Stored data entries:
-=-=-

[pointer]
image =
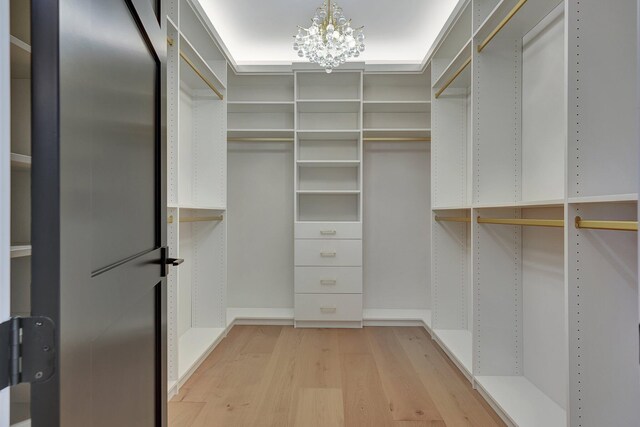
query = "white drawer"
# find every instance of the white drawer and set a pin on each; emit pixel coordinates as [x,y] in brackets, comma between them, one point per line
[345,253]
[329,230]
[328,280]
[333,307]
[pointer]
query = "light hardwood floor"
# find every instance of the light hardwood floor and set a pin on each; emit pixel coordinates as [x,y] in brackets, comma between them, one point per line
[280,376]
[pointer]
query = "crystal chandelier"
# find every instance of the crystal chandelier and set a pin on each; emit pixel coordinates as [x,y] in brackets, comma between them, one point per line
[330,40]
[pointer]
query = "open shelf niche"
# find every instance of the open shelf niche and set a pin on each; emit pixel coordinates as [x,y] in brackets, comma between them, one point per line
[197,199]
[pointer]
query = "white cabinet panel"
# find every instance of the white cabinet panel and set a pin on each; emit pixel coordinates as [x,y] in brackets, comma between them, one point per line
[328,253]
[324,280]
[331,307]
[328,230]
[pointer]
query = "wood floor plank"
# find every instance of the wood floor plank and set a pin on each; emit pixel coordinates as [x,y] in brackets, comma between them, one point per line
[275,391]
[284,377]
[183,414]
[407,398]
[363,397]
[319,407]
[458,403]
[215,368]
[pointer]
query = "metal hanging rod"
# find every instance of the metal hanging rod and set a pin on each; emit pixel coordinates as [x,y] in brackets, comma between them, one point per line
[170,220]
[523,221]
[501,25]
[426,139]
[197,71]
[455,76]
[237,139]
[452,219]
[607,225]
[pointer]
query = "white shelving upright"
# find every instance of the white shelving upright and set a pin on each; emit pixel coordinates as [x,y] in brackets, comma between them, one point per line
[197,191]
[548,317]
[328,199]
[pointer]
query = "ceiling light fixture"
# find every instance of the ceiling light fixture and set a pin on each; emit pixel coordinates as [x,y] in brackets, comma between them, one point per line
[330,40]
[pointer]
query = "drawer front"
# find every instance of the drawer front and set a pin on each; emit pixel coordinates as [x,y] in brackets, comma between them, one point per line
[328,280]
[330,253]
[330,307]
[329,230]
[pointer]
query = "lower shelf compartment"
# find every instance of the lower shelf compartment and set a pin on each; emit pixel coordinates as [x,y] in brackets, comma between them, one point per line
[521,401]
[458,343]
[388,316]
[195,345]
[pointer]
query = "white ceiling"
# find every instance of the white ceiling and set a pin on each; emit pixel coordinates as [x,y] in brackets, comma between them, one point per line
[260,32]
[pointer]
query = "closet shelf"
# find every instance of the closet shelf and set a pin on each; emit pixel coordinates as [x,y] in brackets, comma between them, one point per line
[20,58]
[195,72]
[522,401]
[522,204]
[397,106]
[328,105]
[458,73]
[329,134]
[260,133]
[260,106]
[451,208]
[397,133]
[328,163]
[194,346]
[328,192]
[252,315]
[19,251]
[397,315]
[613,198]
[518,16]
[20,162]
[189,206]
[458,344]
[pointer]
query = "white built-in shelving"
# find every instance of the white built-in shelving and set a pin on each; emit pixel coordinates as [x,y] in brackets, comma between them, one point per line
[197,198]
[526,311]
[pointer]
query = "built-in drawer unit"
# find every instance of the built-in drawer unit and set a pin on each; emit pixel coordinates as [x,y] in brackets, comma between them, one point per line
[328,280]
[329,230]
[346,253]
[328,307]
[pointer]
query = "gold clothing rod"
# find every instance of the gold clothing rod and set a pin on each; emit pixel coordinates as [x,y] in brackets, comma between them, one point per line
[197,71]
[607,225]
[501,25]
[523,221]
[455,76]
[197,219]
[452,219]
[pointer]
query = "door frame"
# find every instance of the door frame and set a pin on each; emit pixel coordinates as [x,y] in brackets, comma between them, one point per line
[46,179]
[5,187]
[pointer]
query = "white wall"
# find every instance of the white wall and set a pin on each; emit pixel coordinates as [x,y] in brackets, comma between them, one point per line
[397,235]
[260,225]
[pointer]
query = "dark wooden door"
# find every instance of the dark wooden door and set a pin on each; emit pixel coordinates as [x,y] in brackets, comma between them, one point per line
[97,215]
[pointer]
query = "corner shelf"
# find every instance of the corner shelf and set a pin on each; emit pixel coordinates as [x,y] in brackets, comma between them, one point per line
[397,106]
[260,106]
[328,163]
[454,66]
[458,343]
[522,402]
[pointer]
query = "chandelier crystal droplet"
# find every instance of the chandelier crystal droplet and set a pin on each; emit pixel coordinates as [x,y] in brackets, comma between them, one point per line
[330,40]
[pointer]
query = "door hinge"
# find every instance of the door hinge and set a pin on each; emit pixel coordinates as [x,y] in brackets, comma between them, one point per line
[27,350]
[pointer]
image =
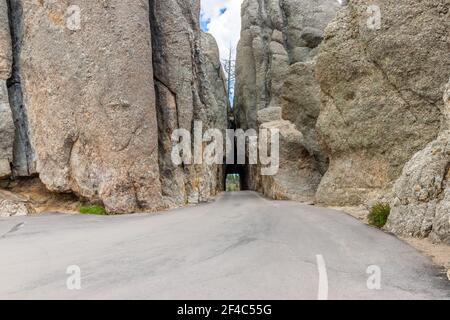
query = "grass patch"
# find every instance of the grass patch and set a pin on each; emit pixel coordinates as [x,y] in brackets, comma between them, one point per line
[379,215]
[93,209]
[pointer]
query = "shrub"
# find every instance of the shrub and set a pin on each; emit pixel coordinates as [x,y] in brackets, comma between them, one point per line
[379,215]
[93,209]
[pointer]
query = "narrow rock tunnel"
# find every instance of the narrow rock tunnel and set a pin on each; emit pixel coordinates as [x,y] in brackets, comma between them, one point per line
[235,168]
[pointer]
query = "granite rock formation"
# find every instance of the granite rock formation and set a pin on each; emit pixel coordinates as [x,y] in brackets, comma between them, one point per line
[382,90]
[276,88]
[421,206]
[6,120]
[96,88]
[190,87]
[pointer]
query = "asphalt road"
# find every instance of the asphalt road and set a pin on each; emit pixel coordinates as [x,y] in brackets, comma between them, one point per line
[240,247]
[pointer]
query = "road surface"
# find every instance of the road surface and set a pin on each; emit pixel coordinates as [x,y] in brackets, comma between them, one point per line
[242,246]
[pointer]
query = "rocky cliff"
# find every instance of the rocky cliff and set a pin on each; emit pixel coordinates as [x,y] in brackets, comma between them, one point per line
[190,87]
[276,88]
[356,94]
[421,205]
[382,93]
[6,121]
[94,87]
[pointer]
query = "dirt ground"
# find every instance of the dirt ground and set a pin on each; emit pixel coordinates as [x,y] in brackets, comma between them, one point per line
[439,253]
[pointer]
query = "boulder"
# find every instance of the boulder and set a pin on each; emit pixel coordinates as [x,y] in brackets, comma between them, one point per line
[275,82]
[86,77]
[189,87]
[6,120]
[421,204]
[382,93]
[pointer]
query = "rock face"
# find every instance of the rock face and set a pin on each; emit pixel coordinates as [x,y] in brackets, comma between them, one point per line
[275,85]
[421,206]
[23,164]
[6,121]
[90,102]
[190,87]
[382,93]
[12,205]
[94,113]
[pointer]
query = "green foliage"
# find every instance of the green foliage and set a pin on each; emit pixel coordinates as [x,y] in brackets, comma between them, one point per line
[93,209]
[233,183]
[379,215]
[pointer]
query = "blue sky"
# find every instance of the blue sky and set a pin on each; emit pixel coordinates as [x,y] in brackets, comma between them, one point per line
[222,18]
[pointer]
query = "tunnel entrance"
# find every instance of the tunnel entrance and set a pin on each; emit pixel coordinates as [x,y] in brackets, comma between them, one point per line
[233,183]
[235,172]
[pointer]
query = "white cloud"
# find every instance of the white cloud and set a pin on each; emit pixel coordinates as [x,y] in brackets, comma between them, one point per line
[224,26]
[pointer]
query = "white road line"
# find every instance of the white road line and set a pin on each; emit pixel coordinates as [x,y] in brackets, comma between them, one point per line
[323,278]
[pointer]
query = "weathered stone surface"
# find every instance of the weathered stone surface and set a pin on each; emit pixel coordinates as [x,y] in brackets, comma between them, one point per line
[6,122]
[190,87]
[89,95]
[5,42]
[382,94]
[6,132]
[421,206]
[12,205]
[23,164]
[298,176]
[275,71]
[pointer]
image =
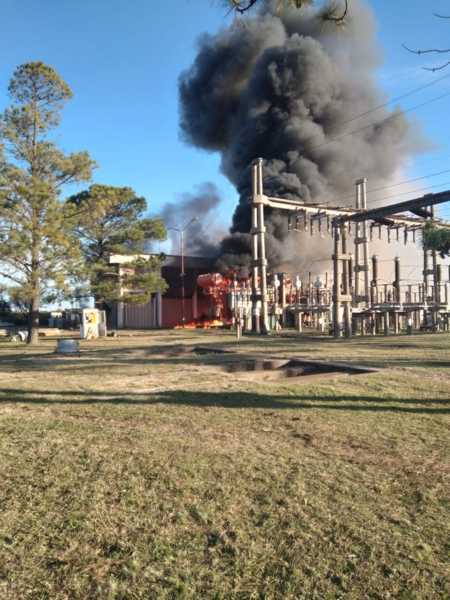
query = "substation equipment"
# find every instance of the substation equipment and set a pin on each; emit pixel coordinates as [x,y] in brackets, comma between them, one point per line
[352,300]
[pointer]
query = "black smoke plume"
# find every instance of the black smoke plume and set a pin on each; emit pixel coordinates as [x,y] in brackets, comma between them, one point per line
[202,235]
[283,86]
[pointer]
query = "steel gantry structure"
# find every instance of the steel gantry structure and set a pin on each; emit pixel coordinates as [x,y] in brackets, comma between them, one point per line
[351,298]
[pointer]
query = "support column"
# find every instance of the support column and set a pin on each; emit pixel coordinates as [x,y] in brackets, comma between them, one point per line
[254,233]
[361,293]
[365,242]
[336,285]
[346,287]
[374,286]
[283,298]
[397,280]
[262,249]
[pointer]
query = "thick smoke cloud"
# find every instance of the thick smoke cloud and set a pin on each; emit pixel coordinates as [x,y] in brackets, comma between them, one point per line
[202,236]
[286,87]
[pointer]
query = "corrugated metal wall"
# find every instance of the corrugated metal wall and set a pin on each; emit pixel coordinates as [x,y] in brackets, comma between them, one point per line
[139,316]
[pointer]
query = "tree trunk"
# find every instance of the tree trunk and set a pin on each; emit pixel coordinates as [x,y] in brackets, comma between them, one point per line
[33,319]
[33,316]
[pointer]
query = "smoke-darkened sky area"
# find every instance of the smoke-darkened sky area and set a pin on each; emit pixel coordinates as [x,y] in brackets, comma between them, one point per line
[123,62]
[286,87]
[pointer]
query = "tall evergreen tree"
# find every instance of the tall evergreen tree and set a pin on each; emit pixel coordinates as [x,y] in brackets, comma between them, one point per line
[111,220]
[39,254]
[436,238]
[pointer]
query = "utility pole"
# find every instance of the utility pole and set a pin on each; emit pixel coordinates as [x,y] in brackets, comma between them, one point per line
[181,231]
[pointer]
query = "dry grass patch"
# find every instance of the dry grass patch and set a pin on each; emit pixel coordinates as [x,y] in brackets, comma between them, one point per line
[128,473]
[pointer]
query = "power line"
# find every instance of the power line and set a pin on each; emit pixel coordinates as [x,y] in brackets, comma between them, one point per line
[388,102]
[377,123]
[387,187]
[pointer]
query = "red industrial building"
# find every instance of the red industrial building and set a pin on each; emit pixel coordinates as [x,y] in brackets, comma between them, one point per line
[166,310]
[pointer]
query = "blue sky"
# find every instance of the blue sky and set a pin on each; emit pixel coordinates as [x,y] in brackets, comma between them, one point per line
[122,61]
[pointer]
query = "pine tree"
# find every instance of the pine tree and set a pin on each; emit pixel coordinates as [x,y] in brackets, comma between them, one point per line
[38,253]
[111,220]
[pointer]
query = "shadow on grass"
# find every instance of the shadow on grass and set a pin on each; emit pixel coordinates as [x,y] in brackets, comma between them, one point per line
[231,400]
[184,354]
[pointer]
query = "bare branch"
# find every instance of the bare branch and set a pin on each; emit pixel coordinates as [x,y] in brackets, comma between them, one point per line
[330,14]
[433,69]
[428,51]
[243,9]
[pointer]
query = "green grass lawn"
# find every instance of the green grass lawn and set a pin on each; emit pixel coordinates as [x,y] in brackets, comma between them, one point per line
[136,471]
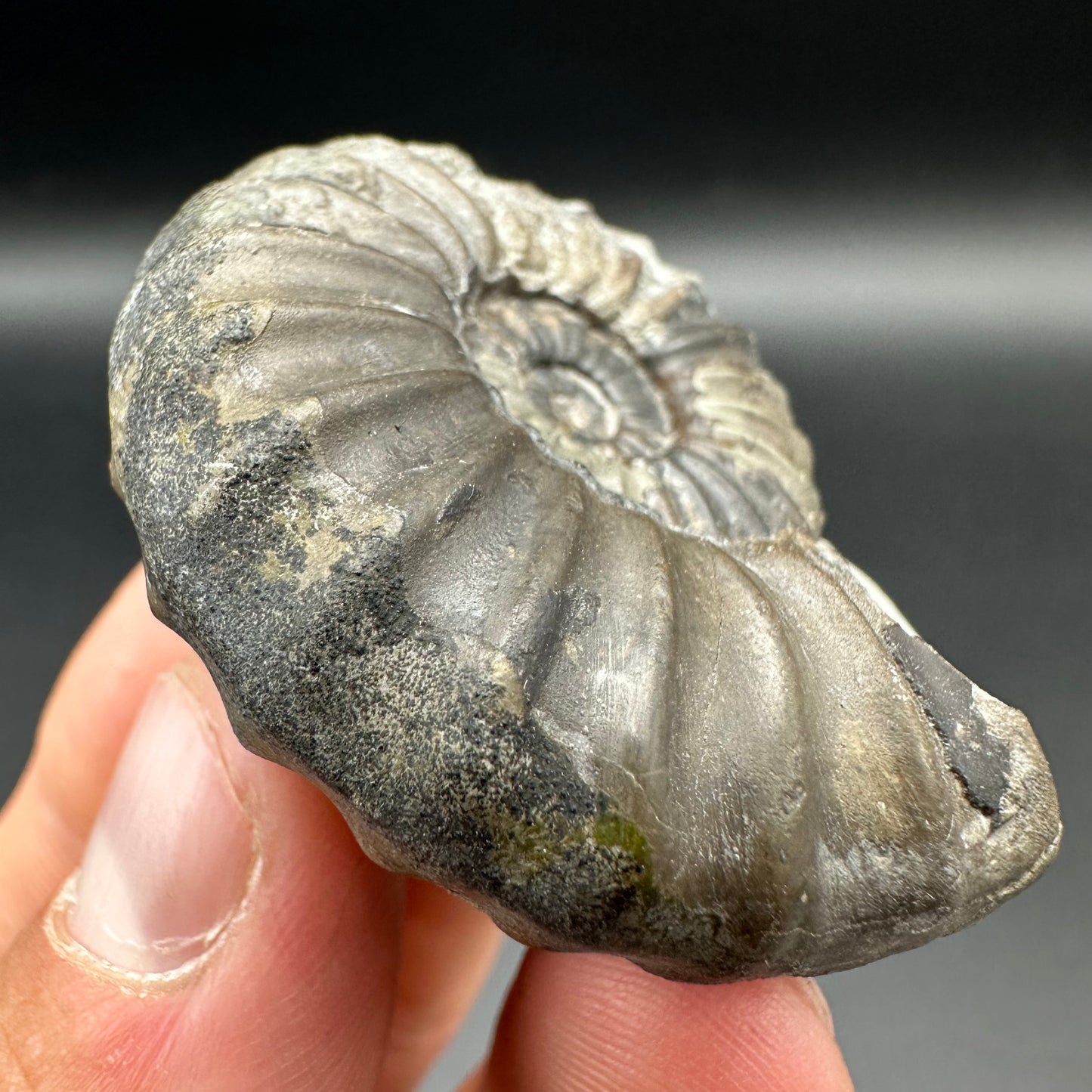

-=-=-

### ASSIGNMENT
Reproduce word for word the lines from the line with "# find every instance of the green grass" to the end of the entries above, both included, but leave the pictures out.

### RESPONSE TO THIS TASK
# find every instance of the green grass lawn and set a pin on each; emit pixel coordinates as [x,y] in brackets, comma between them, one point per line
[136,471]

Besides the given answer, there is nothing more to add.